◆ Problem details: Skip the pictures. Transcribe the rest of the data below without changing a word.
# Exercise materials start
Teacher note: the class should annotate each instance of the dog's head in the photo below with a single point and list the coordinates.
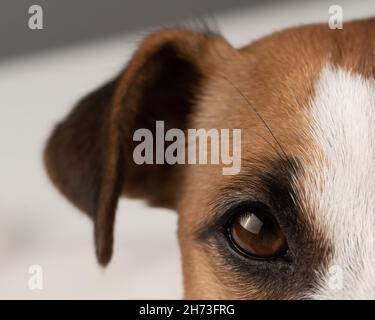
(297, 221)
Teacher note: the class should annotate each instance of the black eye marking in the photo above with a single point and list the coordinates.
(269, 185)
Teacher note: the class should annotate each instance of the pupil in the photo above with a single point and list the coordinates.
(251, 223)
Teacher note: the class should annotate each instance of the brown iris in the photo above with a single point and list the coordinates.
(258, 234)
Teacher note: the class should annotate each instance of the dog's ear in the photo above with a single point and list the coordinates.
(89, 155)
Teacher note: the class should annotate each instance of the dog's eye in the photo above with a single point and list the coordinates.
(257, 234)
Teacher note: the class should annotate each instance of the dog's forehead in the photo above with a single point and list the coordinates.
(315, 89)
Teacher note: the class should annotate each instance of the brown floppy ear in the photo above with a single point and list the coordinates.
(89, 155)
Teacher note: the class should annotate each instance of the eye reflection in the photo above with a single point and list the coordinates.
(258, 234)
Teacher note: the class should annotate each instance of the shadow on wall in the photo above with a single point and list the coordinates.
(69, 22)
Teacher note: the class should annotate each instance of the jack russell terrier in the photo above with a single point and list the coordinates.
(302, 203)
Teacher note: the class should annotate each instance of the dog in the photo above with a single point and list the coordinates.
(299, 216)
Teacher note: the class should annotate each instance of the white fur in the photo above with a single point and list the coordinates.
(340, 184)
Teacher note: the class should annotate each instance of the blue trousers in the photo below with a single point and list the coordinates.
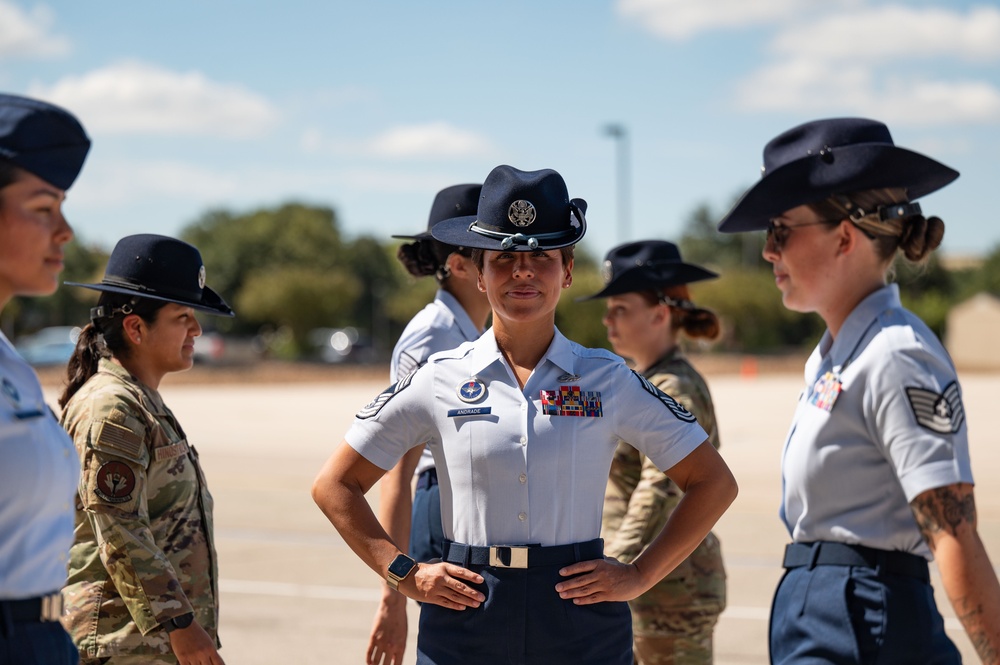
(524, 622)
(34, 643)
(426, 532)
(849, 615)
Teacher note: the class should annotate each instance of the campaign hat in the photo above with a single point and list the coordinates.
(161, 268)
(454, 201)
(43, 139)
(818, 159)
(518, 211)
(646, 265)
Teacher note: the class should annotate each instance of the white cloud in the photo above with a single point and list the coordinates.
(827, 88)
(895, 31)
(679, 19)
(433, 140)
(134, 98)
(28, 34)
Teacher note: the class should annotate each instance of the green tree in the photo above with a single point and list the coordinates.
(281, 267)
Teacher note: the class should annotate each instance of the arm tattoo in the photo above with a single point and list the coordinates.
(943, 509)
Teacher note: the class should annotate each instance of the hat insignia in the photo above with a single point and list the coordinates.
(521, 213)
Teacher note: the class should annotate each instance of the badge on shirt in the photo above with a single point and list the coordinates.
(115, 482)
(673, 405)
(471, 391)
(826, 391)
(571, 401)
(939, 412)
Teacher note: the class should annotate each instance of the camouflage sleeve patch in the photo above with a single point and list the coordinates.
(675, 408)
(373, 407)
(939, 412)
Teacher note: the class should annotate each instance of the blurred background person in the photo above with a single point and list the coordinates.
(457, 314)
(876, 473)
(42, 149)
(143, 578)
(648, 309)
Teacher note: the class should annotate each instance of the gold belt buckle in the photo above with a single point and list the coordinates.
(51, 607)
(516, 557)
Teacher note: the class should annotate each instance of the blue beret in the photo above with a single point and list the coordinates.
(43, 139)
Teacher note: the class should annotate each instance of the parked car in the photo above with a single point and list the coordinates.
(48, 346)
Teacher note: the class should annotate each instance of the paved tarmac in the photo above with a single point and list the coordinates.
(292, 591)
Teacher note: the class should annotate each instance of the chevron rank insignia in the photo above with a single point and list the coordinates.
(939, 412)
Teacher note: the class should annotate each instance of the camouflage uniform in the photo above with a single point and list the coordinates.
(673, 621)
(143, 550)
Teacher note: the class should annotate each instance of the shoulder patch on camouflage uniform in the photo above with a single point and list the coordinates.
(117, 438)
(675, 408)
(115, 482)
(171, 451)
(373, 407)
# Exercise materials end
◆ Final answer:
Teacher note: the class should annotate each instance of the dog's head in the photo below with a single point and list the coordinates.
(297, 221)
Teacher note: the class should annotate each instance of the black eye marking in the photo above with a single point and list the coordinates.
(269, 185)
Teacher note: the class should annotate each instance of the pupil in the photo above with a single point and list the coordinates.
(251, 223)
Teacher note: the class should annotate each instance of the brown iris in the photo above with a single point and list the coordinates.
(258, 234)
Teacher note: the class should annotate each instance of the dog's ear in the photo above with a single point and list the coordinates.
(89, 155)
Teacher note: the class should annotate each instance of the dog's eye in the photo above with a single point and list the coordinates.
(257, 234)
Teacher note: the class should annotate each instance of the dog's forehead in the photo above with a single point and list the coordinates.
(315, 89)
Teacher note: the class should annotate each instance of the brown floppy ear in the photo above with a single point and list the coordinates.
(89, 155)
Teacher note: the class should annotate each instance of the eye reflection in the photo above with a single point and list the coordinates.
(258, 234)
Teacher note: the class should annotate each instance of the shadow on wall in the photo above with a single point and list the coordinates.
(69, 22)
Teacher note: the class should annotate each instance of the jack russell terrier in the photo above with a single point and list the coordinates.
(302, 203)
Teacher note: the class should annotate each instance of the dog in the photo above with a single point and list the coordinates.
(299, 216)
Teacher note: the class should annotate each instance of the white fur in the photo above with a single point and list the coordinates.
(340, 184)
Teacher note: the class should annotate each instance of the blue trousers in the photo below with a single point and list the coordinates.
(524, 622)
(34, 643)
(426, 532)
(849, 615)
Teacher note: the class should annotate each instance of the campaign hat in the photo above with a single point and list the coordinates.
(161, 268)
(454, 201)
(43, 139)
(818, 159)
(518, 211)
(646, 265)
Teacher note: the class should annotate each instance of the white cloud in the photo above with a single point and list the coordinates.
(827, 88)
(895, 31)
(679, 19)
(433, 140)
(134, 98)
(28, 34)
Teacher note: the class should annotate each instance of the green tree in the photo above with a single point and list the coordinates.
(281, 267)
Teacher note: the class should annotate each instance of the arm tattoo in the photo above with a single point and list the coordinates.
(943, 509)
Teacher note: the class should annotate each instance of the hat insignia in the photo above with a single point and list the coordinates.
(521, 213)
Teacher note: the class should annotate each instance of the badge on shirt in the photo above with a single point and list the coordinates.
(115, 482)
(673, 405)
(471, 391)
(826, 391)
(571, 401)
(939, 412)
Teacher note: the class should annotate each instance of the camouflage sleeve patch in the photo above with a single point and list the coordinates.
(675, 408)
(373, 407)
(939, 412)
Teacher note: the class should annotate each instance of the blurred background person in the photo above with a single point and list the coordinates.
(457, 314)
(876, 473)
(42, 149)
(143, 578)
(648, 309)
Teacher note: the class should annotate each instance of the gold belt buckle in the photo above with a single point and list the coordinates.
(51, 607)
(516, 557)
Teacher note: the class should annotate each instance of the blue beret in the photo above with a single point and list the coordinates.
(43, 139)
Teacher note: the class should annotate each instance of the parked car in the photo above with a single point and list the coordinates.
(48, 346)
Teacher note: the class should annotate each instance of the paved tarmac in the photo above with a single point and list the coordinates.
(292, 591)
Teacher note: the class should annotate each instance of the chevron rank insignia in the photo above with a single point and list the coordinates.
(939, 412)
Teacher note: the class should annotate each instance of the camouflage uniform in the photo above with a single point and list the coordinates.
(673, 621)
(143, 550)
Teacher note: the class should annotate each instance of the shoulder patch on camouflage uniform in the photo above with a single point and list the coordinates.
(117, 438)
(675, 408)
(115, 482)
(171, 451)
(373, 407)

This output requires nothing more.